* _作業内容_
[a] 劉備と盧植についての文章を読み、次の問いに答えてください。
(i) 盧植は劉備を一目見て、劉備がかつての誰であると悟りましたか。
(ii) 盧植は劉備にどこへ向かい、誰を救援するよう命じましたか。
(iii) 潁川で朱雋が不満を抱いたのは何に対してですか。
[b] 劉備と盧植についての文章のうち、「日々の忙しさのため」で始まる段落を、主な事実を残して箇条書きにまとめてください。
[c] 劉備と盧植についての文章の続きを、最後の文の後から書いてください。
══ 本文 ══
日々の忙しさのため劉備のことなどすっかり忘れていた盧植は、彼らを邪険に追い払おうとしますが、兵士にしつこく食い下がられて翻意し、会ってみることにします。
しかし劉備を一目見るや、彼がかつて教え子であった劉少年であることを悟り、驚喜するのでした。
こうして盧植の配下となり、黄巾軍との戦いを再開した劉備たちでしたが、黄巾軍は強く、また味方の官軍の士気は低調で、義勇兵の間にも疲れが広がっていました。
このような状況を憂えた張飛は、劉備に不満を訴えますが、関羽の巧みな対応により聞き流されてしまいます。
ちょうどそこへ、盧植が現れ、劉備に潁川へ向かい、皇甫嵩・朱雋の両将軍を救援するよう命じます。


広宗の現場に不満を持っていた劉備達は、内心大喜びで潁川へと向かったのでした。


潁川に到着した劉備は将軍の朱雋の閲兵を受けますが、兵士たちの貧弱な装備に朱雋は不満を抱きます。
═══
══ データ一覧 ══
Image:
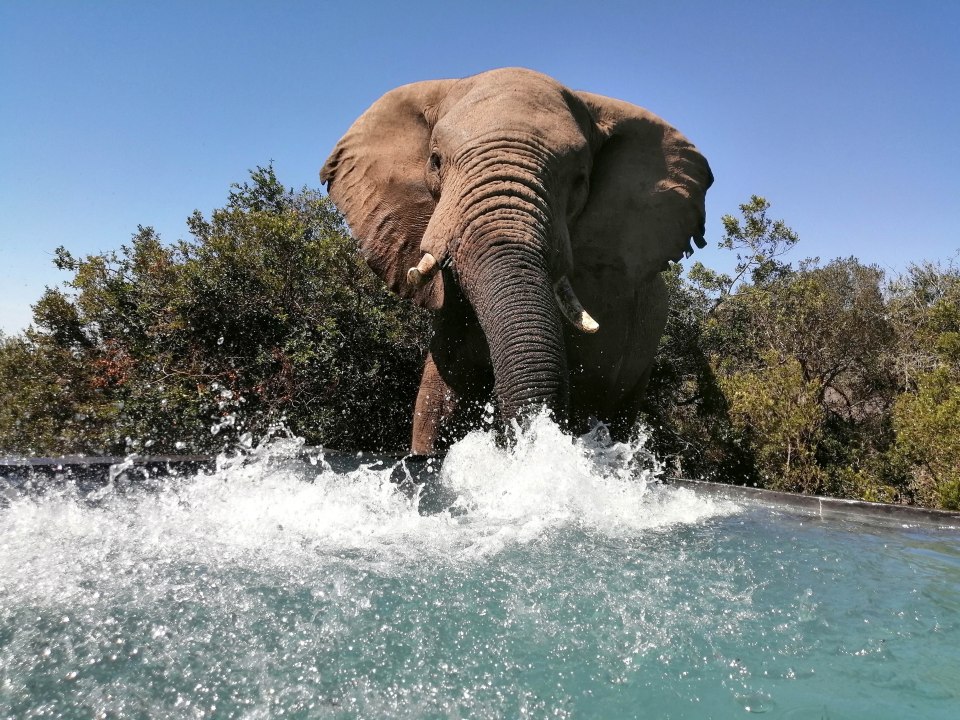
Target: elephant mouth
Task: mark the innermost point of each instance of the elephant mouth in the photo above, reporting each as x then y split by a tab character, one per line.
563	292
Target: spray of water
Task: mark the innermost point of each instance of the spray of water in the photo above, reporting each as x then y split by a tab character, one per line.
267	509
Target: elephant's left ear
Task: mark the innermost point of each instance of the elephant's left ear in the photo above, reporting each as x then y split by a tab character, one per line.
375	176
647	190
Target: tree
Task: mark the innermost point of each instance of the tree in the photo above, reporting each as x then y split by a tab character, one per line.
267	315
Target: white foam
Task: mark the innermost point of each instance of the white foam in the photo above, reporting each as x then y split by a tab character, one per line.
259	512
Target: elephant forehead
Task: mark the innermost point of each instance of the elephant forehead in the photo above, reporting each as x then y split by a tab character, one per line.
512	110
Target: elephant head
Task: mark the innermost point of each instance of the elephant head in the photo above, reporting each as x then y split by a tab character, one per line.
494	188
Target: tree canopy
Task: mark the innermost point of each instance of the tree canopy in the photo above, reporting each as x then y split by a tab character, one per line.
815	377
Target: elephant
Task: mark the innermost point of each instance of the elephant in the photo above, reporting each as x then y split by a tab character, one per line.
534	221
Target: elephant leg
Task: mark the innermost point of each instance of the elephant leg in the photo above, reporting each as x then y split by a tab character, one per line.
436	404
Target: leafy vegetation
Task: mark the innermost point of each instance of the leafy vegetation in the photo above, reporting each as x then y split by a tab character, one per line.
820	379
268	315
825	378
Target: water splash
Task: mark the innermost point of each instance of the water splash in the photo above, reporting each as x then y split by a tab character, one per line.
266	508
558	578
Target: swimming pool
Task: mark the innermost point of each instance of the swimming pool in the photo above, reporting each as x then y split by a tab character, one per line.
555	579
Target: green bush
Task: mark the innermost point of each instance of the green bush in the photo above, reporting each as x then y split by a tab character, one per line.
267	315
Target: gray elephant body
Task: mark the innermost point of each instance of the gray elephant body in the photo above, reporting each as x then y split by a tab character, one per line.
504	203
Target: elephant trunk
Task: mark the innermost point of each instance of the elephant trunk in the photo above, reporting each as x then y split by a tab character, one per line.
510	290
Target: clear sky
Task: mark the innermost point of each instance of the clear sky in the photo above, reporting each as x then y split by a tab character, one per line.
845	115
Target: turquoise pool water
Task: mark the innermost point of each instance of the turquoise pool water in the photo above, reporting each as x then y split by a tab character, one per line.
562	583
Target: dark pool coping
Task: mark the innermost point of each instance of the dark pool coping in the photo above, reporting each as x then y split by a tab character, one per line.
827	507
16	472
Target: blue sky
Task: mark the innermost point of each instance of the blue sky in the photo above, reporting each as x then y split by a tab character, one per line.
845	115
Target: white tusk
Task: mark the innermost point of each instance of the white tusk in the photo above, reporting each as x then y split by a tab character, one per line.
571	307
427	266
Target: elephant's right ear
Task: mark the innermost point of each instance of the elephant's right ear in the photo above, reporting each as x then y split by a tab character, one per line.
375	175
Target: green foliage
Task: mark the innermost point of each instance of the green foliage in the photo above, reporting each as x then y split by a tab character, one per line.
824	378
819	378
926	417
268	315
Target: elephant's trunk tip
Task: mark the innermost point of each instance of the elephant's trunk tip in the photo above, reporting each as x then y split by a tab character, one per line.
571	308
417	276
═══
* _解答_
[a]
(i) かつて教え子であった劉少年
(ii) 潁川へ向かい、皇甫嵩・朱雋の両将軍を救援するよう命じた
(iii) 兵士たちの貧弱な装備

[b]
- 盧植は劉備のことを忘れていて追い払おうとしたが、兵士にしつこく食い下がられて会うことにした。
- 劉備を一目見て、かつての教え子の劉少年だと気づき、驚喜した。
- 劉備たちは盧植の配下となり、黄巾軍との戦いを再開した。しかし黄巾軍は強く、官軍の士気は低く、義勇兵にも疲れが広がっていた。
- 張飛が劉備に不満を訴えたが、関羽の巧みな対応で聞き流された。
- そこへ盧植が現れ、劉備に潁川へ向かって皇甫嵩・朱雋の両将軍を救援するよう命じた。

[c]
しかし、なぜか朱雋は彼らをもっとも強力な敵の前面に配置したのでした。


配置についた劉備でしたが、早速その夜に総攻撃を敢行します。
彼らは敵陣に接近すると、たいまつを投げ込んで放火を行ったうえ、銅鑼を打ち鳴らしながら突撃するという意表を突いた行動をとります。
黄巾軍はなぜか油断していたうえ、劉備の奇抜な行動のためか大混乱をおこし、なぜか偶然現れた曹操率いる五千人の騎兵部隊にほとんどを討ち果たされてしまいます。
劉備と曹操は戦闘の最中に遭遇してともに勝どきを上げ、お互いの健闘を祈りつつ別れたのでした。


今回は、まず地図から。。。

【参考】今回の劉備の旅(広宗から潁川へ。徒歩12日ほどの道のり)


潁川というのは本来川の名前ですが、おそらく現在の臨潁県あたりのことと思われます。
だいぶ南にきましたね。当時の首都洛陽より南です。
あ、曹操が「洛陽から南下してきた」といっていましたから、あたり前ですね。。。


さて、今日は、まず嫌味な将軍、朱雋について。

マンガでは朱雋で統一されていますが、正しくは朱儁ですね。。。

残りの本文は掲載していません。